◆ EXERCISE AIM
Would you please write out every record exactly?
/---
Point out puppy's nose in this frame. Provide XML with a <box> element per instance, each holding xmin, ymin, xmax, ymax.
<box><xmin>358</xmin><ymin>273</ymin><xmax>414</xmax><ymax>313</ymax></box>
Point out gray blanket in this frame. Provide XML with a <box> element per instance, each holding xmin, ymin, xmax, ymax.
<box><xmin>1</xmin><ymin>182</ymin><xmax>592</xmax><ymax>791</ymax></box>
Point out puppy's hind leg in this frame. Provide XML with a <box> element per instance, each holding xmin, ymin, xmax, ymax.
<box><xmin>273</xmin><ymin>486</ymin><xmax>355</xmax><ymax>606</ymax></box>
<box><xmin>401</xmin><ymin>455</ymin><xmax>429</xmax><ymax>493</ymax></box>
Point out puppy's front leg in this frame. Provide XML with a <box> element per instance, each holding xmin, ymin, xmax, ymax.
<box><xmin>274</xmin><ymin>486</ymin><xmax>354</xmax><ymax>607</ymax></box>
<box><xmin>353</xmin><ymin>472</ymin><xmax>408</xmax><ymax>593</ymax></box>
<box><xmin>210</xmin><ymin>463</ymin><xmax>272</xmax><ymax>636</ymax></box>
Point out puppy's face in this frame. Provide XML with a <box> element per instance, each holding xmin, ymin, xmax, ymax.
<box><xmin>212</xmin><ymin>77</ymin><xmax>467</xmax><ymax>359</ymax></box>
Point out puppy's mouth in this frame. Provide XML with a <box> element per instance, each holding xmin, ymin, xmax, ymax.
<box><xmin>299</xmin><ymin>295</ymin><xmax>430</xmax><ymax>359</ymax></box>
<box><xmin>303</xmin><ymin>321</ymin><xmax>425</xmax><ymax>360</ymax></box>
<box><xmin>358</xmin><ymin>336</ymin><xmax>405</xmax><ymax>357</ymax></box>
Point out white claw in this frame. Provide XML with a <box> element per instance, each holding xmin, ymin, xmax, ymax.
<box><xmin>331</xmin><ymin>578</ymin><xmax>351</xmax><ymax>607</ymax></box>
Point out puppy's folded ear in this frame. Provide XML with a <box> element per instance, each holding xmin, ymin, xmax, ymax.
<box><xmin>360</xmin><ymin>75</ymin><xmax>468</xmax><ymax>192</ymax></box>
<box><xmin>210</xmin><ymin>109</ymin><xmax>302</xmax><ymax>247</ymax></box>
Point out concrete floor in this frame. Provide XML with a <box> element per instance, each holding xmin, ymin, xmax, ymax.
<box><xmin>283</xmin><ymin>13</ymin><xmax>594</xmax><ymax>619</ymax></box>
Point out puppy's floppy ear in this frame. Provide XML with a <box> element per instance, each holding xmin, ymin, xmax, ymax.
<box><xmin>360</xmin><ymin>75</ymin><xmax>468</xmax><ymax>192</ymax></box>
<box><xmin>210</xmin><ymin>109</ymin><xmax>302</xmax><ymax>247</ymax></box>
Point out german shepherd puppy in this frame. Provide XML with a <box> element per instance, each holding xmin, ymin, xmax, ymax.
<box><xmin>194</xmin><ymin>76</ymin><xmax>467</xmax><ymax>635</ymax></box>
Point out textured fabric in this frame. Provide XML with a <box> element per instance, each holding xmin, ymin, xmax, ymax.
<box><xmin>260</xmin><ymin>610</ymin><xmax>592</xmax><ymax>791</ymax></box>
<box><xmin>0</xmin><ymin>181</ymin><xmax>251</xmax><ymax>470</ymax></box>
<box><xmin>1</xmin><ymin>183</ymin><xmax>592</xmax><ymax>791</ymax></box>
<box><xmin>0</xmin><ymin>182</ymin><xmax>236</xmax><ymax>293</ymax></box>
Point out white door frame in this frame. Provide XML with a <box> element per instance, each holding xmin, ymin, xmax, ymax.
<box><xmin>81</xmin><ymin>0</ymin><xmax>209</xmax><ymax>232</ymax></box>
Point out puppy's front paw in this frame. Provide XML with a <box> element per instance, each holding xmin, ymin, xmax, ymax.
\---
◆ EXERCISE RESULT
Point out puppy's nose in this frame. Provide XML with a <box> element per instance, each holding xmin, ymin, xmax, ymax.
<box><xmin>358</xmin><ymin>273</ymin><xmax>414</xmax><ymax>313</ymax></box>
Point out gray blanket in this frame. Provide XML with a <box> element per instance, each holding xmin, ymin, xmax, ymax.
<box><xmin>1</xmin><ymin>182</ymin><xmax>592</xmax><ymax>791</ymax></box>
Point out puppy's hind leg in this frame. Provide XML with a <box> element per instance, each holding xmin, ymin, xmax, ymax.
<box><xmin>273</xmin><ymin>486</ymin><xmax>355</xmax><ymax>606</ymax></box>
<box><xmin>401</xmin><ymin>455</ymin><xmax>429</xmax><ymax>493</ymax></box>
Point out puppy's front leg in this frame. Provide XML with a <box> element per instance, each holding xmin, ymin, xmax, ymax.
<box><xmin>274</xmin><ymin>486</ymin><xmax>354</xmax><ymax>607</ymax></box>
<box><xmin>353</xmin><ymin>472</ymin><xmax>408</xmax><ymax>593</ymax></box>
<box><xmin>210</xmin><ymin>463</ymin><xmax>272</xmax><ymax>636</ymax></box>
Point out puppy's face in this frame. Provide XML with a <box> element per instance, each holding xmin, ymin, xmax, ymax.
<box><xmin>212</xmin><ymin>77</ymin><xmax>467</xmax><ymax>359</ymax></box>
Point out puppy's mouth in this frame. Provide XML with a <box> element per instance, each holding xmin, ymin, xmax, ymax.
<box><xmin>299</xmin><ymin>295</ymin><xmax>430</xmax><ymax>359</ymax></box>
<box><xmin>303</xmin><ymin>321</ymin><xmax>425</xmax><ymax>360</ymax></box>
<box><xmin>358</xmin><ymin>336</ymin><xmax>405</xmax><ymax>357</ymax></box>
Point out white claw in this frame. Provide XML with a <box> element per instance, each holding xmin, ymin, xmax, ymax.
<box><xmin>331</xmin><ymin>578</ymin><xmax>351</xmax><ymax>607</ymax></box>
Point out puppy's folded ear in this frame. Provide XML with a <box> element per instance, each holding xmin, ymin, xmax, ymax.
<box><xmin>360</xmin><ymin>75</ymin><xmax>468</xmax><ymax>192</ymax></box>
<box><xmin>210</xmin><ymin>109</ymin><xmax>302</xmax><ymax>247</ymax></box>
Point out concrete floor in this frame. Provide XML with a <box> element per instance, each holding xmin, ymin, xmax, ymax.
<box><xmin>283</xmin><ymin>13</ymin><xmax>594</xmax><ymax>619</ymax></box>
Point out puppy's floppy ear in this frame. Provide XML with a <box> element per instance, each holding xmin, ymin, xmax, ymax.
<box><xmin>360</xmin><ymin>75</ymin><xmax>468</xmax><ymax>192</ymax></box>
<box><xmin>210</xmin><ymin>109</ymin><xmax>302</xmax><ymax>247</ymax></box>
Point out german shepherd puppy in this frame. Provide XML with a <box> element per instance, each holding xmin, ymin, xmax, ymax.
<box><xmin>194</xmin><ymin>76</ymin><xmax>467</xmax><ymax>635</ymax></box>
Point out textured fabric in this frame. Provide XML with a <box> element per instance, each holding xmin, ymin, xmax, ymax.
<box><xmin>260</xmin><ymin>610</ymin><xmax>592</xmax><ymax>791</ymax></box>
<box><xmin>0</xmin><ymin>181</ymin><xmax>251</xmax><ymax>470</ymax></box>
<box><xmin>1</xmin><ymin>183</ymin><xmax>592</xmax><ymax>791</ymax></box>
<box><xmin>0</xmin><ymin>182</ymin><xmax>236</xmax><ymax>293</ymax></box>
Point out white door frame in this frame. Provide XML with a <box> element per instance, each holding xmin, ymin, xmax, ymax.
<box><xmin>81</xmin><ymin>0</ymin><xmax>209</xmax><ymax>232</ymax></box>
Point out puppy's front paw in this frame. Provide XML with a <box> element per instance, each holding xmin, ymin, xmax, ymax.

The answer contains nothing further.